→ **EXCERPT TO READ**
↓

Does anyone have any suggestions? Sometimes I feel like I am being used.. I just feel the situation is really unfair and not at all equal yet if I bring this up with him he either denies it or will justify his reasons for buying the expensive items (TV) and not purchasing a new couch.. What can I do?

I have tried asking nicely, I have tried making suggestions to him, I have tried begging and pressuring him, I have tried doing 50/50 options where we both sacrifice etc but nothing seems to work. 

I know a marriage is supposed to be equal etc and I know he has tried to support me when I was unemployed but I really dont know how much more I can take of this. I have gotten things I want from him, eg a holiday by begging and demanding but in the end I dont feel good about it because I feel like a bully. I dont know how else to live a happy, healthy life if I am the one that pays for everything and this has to be a constant stress? Maybe I am making too much out of this but I am just so over the whole greed and selfishness of it all. 

He is totally unwilling to share or sacrifice and if we do something it is always me who pays. He is sitting on heaps of money and will do nothing with it and is also saving tonnes every week while all my money is going on HIM!


----------



## anotherguy (Dec 14, 2011)

The entire 'my money, your money' thing is to me, one of the worst things. 

You are married right? Forever right? Why, for gods sake... are you divided on who pays for the groceries? Thats insanity.

Obviously, he has different items on his 'shopping list' than you do.. such as that car - but this issue is not going to resolve until the two of you get to the point of full trust and commitment in the relationship includng cash.

It took us a couple years to get over the feelings of loss of control and independance (I think she more than I) - but eventually we just got joint bank accounts and that was the end of it. Nobody feels like they are the ones 'paying' for somethng because it comes out of the 'general fund'.

I suppose if the wife decided she was going to go out and - to use your example - buy a bunch of furniture without saying anything, that would be a problem. But we have long past the point where that could happen... if there is something we need or want.. we prioritize it and agree.

Its not always easy... she is very capable of booking plane tickets for her and the kids o go visit family without even saying anything. When that happens sometimes my initial reaction inside is anger.. but when I think about it a bit more it is more hurt and disappointment that I wasnt involved. Then, if I think more about it I cant blame her one bit because her family is far away and why is going to see them a bad thing? Then finally I know I am not the thriftiest of people either and all my arguments sort of evaporate and I have nothing to say.

For example - I have bailed out family members for very large sums of money and we talked about it briefly, but I have no doubt that she realized that I feltlike I hade little choice.. and (she is an angel) just says "OK" and thats it. I am not so sure I would be as accomodating if the shoe were on the other foot, but make no mistake - her trust in me is never forgotten.

---

I really believe money is the root of a pretty big portion of problems in many marriages. The ideas of 'im supporting them' or feelings of resentment caused by having to cajole and ask for money from the 'keeper of the purse' is just simply corrosive in a very big way. Dont even get me started on the headgames and power problems this creates... feelings of inadequacy, imprisonment.. and on the other side what... feeling like you are carrying dead weight? Marriage is about equals as persons... and not about who brings home the bigger check.

↑

(Entries from a dataset)
↓

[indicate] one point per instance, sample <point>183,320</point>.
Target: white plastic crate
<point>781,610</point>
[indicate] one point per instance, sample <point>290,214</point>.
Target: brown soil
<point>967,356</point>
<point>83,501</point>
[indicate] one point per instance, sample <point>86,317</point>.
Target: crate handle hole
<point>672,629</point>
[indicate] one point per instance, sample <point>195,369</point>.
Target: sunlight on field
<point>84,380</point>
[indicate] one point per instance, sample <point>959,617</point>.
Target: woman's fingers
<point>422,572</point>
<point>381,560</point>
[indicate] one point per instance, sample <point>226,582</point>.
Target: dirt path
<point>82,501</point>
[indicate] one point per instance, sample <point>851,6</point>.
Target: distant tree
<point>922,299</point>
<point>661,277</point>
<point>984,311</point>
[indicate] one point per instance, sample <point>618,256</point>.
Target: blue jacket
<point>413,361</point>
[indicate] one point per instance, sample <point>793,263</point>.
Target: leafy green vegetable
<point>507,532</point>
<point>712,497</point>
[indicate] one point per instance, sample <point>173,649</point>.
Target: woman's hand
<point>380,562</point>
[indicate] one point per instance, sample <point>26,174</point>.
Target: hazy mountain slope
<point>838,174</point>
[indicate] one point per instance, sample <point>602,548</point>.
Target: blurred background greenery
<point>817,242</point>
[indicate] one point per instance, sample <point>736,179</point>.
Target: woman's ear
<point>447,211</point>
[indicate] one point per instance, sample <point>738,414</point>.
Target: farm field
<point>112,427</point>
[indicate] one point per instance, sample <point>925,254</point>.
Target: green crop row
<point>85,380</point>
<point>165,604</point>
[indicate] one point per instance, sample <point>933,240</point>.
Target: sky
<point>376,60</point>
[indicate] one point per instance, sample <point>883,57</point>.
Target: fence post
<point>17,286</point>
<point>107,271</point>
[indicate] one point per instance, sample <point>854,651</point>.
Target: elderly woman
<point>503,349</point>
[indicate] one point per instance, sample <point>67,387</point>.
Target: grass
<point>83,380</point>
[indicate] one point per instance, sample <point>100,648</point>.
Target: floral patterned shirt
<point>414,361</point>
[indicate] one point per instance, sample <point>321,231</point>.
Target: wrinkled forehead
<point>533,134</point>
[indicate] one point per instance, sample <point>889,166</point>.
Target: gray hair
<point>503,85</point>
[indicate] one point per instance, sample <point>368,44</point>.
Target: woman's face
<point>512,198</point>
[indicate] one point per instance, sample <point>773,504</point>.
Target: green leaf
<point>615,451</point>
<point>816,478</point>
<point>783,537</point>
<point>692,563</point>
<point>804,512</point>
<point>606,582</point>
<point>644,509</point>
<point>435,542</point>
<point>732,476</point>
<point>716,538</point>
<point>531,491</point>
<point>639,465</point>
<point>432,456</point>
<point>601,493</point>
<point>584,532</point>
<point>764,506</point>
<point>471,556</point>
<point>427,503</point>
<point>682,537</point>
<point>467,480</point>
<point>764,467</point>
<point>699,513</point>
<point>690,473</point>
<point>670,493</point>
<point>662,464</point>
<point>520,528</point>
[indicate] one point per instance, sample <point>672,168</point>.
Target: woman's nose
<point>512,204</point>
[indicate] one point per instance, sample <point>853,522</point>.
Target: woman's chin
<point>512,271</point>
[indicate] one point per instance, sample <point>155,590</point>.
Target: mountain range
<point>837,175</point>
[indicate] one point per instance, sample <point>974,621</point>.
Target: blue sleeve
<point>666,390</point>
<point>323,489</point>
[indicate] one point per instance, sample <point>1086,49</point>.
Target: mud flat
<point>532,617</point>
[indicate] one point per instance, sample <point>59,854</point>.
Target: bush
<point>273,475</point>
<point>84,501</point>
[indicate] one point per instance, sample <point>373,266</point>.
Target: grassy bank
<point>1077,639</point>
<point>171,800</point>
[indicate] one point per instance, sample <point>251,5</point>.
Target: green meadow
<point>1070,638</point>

↑

→ **SET OF TASKS**
A. Can you repeat the part of the forum thread about money in marriage between "I know a marriage" and "(Dec 14, 2011)", inclusive, word for word?
B. Could you carry the forum thread about money in marriage on from its final sentence?

→ **ANSWER SET**
A.
I know a marriage is supposed to be equal etc and I know he has tried to support me when I was unemployed but I really dont know how much more I can take of this. I have gotten things I want from him, eg a holiday by begging and demanding but in the end I dont feel good about it because I feel like a bully. I dont know how else to live a happy, healthy life if I am the one that pays for everything and this has to be a constant stress? Maybe I am making too much out of this but I am just so over the whole greed and selfishness of it all. 

He is totally unwilling to share or sacrifice and if we do something it is always me who pays. He is sitting on heaps of money and will do nothing with it and is also saving tonnes every week while all my money is going on HIM!


----------



## anotherguy (Dec 14, 2011)

B.
In my case, maybe its easier though. I make significantly more than she does so it just makes sense... but I NEVER thought of it as 'im buying the groceries and paying the electric bill and 'what have YOU done to help pay?' never enters into the equation. She works, I work. Now, she works part time cause we have kids, but honest - she works harder than I do now... and under just as demanding a tyrant... kids!

Im not sure how you handle it though. How long have you been married? You (he) somehow needs to get past the entire 'mine' mindset and what looks like a sense of entitlement because he wants that new 4WD stud-car and, well, its mostly if not all 'his' money. (rolleyes).


----------



## tennisstar (Dec 19, 2011)

Wow, he is STINGY! I can certainly see that he is hard to deal with because of that. 

He sounds rather selfish - it's okay if he gets a nice car that he wants, but not ok if you get what you want. Have you thought of talking to a marriage counselor, who could maybe talk to him and make him see he's being selfish?

Also, the whole living overseas thing is his deal. If he wanted to do that instead of be with you, he should have done that. I would ask him if he has changed his mind and would rather do that than be with you? 

I have a friend who used to drive me crazy being cheap. She would spend a ton on going out sometimes, but would also try to get guys (who she had no interest in) buy her drinks. She would leave her money and purse at home and try to get others to pay her way. She drove a old, falling apart car until it died, though. It was such a jalopy, I refused to ride in it. The car scared me. I always insisted on driving my own...haha.

Another thing you can do is hand him some of the bills and tell him to pay them. i handle all the finances at my house and I have to tell my husband when he needs to pay something (we have separate bank accounts). He isn't stingy - just doesn't realize what needs to be paid. Now, I pay a good amount myself...but he puts in his part too.


----------



## accept (Dec 1, 2011)

Your just not matched up correctly.


----------



## gonefishin (Oct 7, 2011)

Brokenbear said:


> Hey everyone
> 
> Just abit of a vent and question about what to do..
> 
> ...


_Posted via Mobile Device_


----------



## sisters359 (Apr 9, 2009)

What do you want? He's unlikely to change--so what can anyone tell you that will help? You can try to compromise, you can try to accept him the way he is, or you can leave. There are no other options. 

You need to decide what you want and to take ACTION in that direction. Tell him what you want and make appointments to make that happen--counseling, for example, or at the bank to create a joing account if that is something you are willing to compromise on (you could totally merge all accounts, or have a joint one into which each of you puts most of your money, but then each of you gets to keep 10-20%, or whatever, for yourself in a separate account). 

Ultimately, he has no reason to change anything if you accept the way things are (as you seem to have done).


----------



## tennisstar (Dec 19, 2011)

I don't see this guy changing - why should he - he has a great life with you paying all the bills. I've been there and done that...I don't see any changes in your future. I have had this happen to me twice - I would never allow it again. My suggestion is insist on changes and if they don't occur, move on. I hate to say that...but do you really want to live your life like this?


----------



## maccheese (Jul 25, 2011)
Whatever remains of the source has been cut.